**WHAT TO PRODUCE**: Your output must consist solely of the lines from the one containing "Where can you see the hillside?" through the end of the records, reproduced exactly.
>> Begin THE RECORDS
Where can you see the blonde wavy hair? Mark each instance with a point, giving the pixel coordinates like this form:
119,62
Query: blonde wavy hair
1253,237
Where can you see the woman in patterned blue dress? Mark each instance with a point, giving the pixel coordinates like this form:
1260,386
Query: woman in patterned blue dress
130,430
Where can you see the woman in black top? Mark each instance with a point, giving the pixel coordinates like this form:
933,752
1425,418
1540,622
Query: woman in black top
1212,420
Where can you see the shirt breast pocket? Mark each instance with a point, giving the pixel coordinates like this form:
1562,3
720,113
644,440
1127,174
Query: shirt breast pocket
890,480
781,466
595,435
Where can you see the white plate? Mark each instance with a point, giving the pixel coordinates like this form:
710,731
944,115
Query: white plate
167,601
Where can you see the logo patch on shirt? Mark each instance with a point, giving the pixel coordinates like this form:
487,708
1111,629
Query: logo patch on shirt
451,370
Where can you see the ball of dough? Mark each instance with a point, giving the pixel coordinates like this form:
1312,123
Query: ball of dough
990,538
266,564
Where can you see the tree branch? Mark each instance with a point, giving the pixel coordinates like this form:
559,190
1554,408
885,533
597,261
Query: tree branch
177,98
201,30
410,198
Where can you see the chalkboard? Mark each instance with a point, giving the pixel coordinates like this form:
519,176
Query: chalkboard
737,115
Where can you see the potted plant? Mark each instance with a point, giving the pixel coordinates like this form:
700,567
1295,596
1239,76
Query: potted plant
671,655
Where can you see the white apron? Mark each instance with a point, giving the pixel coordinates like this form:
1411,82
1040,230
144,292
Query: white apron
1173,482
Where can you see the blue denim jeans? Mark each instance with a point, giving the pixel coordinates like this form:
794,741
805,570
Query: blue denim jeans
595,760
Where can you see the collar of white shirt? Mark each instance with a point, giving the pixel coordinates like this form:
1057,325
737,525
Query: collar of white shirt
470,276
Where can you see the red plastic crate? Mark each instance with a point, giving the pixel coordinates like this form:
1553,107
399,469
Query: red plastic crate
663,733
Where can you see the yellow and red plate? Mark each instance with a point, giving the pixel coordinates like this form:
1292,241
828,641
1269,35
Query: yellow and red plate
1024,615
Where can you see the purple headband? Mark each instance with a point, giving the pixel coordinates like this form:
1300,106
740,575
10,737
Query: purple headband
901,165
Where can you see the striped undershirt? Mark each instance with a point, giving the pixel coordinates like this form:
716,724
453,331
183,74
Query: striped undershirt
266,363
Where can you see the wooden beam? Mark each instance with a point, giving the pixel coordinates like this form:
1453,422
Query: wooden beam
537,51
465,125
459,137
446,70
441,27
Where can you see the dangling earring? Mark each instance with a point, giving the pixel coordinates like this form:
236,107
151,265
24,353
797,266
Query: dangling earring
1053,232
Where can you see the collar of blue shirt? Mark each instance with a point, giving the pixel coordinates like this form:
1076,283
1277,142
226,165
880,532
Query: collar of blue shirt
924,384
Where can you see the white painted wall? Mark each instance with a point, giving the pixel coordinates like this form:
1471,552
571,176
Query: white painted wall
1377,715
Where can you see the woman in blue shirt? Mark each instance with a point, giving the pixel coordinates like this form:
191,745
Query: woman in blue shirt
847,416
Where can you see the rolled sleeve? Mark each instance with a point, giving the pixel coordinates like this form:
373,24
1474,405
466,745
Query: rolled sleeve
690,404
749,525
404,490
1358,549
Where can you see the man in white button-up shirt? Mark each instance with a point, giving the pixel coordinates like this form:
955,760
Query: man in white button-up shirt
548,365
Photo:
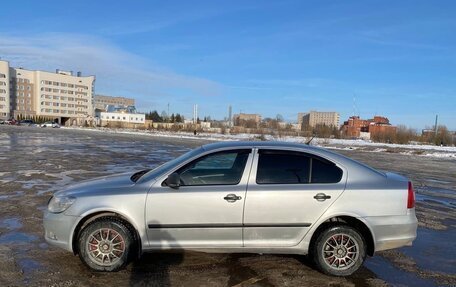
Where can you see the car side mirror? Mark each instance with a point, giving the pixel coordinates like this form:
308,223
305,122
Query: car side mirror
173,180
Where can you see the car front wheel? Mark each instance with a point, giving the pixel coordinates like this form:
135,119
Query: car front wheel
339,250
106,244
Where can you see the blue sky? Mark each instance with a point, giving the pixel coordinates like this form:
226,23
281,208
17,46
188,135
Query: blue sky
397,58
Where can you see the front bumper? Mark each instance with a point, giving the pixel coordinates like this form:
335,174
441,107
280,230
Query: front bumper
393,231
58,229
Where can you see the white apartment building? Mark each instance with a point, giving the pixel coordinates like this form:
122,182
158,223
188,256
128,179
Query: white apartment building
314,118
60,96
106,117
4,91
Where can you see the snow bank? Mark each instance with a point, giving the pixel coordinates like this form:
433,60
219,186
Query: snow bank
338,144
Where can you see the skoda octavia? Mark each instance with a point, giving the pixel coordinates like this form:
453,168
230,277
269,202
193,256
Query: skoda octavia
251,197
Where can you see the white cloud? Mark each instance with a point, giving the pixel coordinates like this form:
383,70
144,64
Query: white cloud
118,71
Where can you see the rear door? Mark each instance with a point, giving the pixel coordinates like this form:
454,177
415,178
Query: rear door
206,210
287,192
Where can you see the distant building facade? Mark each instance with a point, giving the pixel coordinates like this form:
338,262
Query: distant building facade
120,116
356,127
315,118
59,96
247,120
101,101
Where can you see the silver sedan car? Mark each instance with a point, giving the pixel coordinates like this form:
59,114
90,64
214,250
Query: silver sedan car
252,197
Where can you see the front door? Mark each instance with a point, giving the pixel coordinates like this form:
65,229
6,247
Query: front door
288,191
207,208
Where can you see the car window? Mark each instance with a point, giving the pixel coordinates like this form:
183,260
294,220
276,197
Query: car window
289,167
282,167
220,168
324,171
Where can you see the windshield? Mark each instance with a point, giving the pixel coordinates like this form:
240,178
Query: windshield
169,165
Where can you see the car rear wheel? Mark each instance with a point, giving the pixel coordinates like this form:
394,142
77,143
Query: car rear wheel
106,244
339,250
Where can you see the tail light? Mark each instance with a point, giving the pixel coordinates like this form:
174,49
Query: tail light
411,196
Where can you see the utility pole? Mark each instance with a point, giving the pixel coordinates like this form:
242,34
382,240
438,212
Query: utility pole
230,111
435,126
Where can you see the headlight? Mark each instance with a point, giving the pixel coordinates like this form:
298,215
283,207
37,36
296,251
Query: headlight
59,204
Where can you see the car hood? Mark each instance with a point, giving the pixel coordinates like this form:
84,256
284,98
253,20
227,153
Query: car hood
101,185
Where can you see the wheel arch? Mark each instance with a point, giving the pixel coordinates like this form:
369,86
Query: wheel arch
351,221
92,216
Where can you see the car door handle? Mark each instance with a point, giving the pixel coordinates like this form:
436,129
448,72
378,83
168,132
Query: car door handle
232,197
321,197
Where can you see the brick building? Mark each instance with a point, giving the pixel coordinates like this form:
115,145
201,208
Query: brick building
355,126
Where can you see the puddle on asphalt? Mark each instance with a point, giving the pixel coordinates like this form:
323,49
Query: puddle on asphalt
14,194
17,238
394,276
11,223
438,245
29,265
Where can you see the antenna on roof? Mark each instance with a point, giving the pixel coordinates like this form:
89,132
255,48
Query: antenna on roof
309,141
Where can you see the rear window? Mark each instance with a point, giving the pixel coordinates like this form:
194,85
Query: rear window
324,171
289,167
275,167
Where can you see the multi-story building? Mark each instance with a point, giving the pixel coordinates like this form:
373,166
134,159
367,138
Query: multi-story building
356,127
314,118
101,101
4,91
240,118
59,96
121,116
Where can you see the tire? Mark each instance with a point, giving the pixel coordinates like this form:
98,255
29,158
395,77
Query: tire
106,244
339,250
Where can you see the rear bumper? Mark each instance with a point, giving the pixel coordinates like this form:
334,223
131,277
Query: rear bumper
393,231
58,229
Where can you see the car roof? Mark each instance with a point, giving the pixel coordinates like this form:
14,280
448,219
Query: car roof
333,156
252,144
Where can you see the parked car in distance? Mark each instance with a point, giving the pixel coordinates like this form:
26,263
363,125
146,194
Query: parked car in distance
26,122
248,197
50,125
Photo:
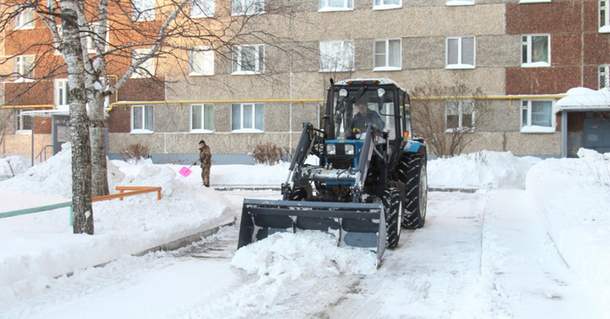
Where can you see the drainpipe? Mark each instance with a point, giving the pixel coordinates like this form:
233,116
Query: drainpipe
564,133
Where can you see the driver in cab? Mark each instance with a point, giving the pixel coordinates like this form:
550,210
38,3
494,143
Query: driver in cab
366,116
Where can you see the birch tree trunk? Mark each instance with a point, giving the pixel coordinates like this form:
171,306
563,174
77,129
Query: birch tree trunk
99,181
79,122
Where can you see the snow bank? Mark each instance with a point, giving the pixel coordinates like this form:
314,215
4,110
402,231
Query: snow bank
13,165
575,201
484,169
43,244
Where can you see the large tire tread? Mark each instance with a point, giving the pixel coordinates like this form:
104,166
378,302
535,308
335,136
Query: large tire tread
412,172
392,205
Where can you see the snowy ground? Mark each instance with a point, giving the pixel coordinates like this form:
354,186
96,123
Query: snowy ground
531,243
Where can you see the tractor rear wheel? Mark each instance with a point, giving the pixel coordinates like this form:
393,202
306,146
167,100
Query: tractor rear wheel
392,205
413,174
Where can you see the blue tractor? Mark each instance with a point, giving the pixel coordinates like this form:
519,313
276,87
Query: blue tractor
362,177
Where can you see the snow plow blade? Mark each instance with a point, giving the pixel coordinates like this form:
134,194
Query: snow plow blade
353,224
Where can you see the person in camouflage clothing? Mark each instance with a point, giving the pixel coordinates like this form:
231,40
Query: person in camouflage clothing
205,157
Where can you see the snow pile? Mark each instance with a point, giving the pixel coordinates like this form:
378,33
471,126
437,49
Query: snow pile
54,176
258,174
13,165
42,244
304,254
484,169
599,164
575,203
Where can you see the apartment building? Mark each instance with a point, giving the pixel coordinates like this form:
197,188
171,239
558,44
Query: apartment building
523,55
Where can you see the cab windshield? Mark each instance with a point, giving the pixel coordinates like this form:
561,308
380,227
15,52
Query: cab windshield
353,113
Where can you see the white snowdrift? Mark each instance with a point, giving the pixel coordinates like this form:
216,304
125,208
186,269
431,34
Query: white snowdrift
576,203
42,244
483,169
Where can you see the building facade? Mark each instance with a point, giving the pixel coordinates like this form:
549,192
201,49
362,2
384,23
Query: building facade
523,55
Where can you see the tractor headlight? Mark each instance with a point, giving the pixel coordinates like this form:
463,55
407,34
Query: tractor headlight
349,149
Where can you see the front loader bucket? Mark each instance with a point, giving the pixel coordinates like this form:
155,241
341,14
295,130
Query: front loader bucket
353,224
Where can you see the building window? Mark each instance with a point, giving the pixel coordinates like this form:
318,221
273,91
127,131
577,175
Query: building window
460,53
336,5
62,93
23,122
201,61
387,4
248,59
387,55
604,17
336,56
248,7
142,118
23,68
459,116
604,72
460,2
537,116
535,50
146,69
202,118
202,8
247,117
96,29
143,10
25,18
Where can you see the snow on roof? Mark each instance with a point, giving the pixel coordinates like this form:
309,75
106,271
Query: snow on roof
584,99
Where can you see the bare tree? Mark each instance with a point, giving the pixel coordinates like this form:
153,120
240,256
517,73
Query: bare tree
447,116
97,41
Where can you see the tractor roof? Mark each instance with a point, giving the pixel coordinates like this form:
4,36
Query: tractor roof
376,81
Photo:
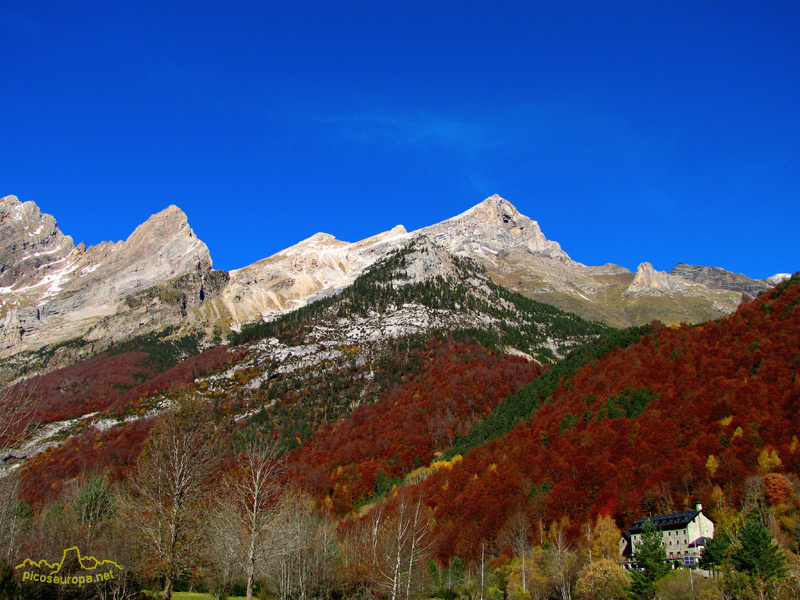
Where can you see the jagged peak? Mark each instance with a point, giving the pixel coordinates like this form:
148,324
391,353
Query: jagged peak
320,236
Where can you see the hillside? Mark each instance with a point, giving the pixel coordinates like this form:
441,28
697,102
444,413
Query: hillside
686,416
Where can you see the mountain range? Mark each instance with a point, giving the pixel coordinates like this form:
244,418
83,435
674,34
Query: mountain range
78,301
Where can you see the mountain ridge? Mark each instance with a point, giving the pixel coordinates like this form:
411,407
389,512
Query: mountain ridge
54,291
>> End THE RECORDS
**FINAL ANSWER**:
Where can you see the hillside? Mark each instance with a point, giving the pixel coordinates like this form:
441,28
697,102
444,413
Query: hillside
686,416
Where can you see the mountain range? Mark each instance with a point, giving the pixel coordinates like this form:
244,418
83,435
674,34
Query: mountain range
78,301
Where can you see the mountain ridge? Mark each instance with a point, giving the pixel coordinates like this form:
411,407
389,512
Query: mountain ridge
54,291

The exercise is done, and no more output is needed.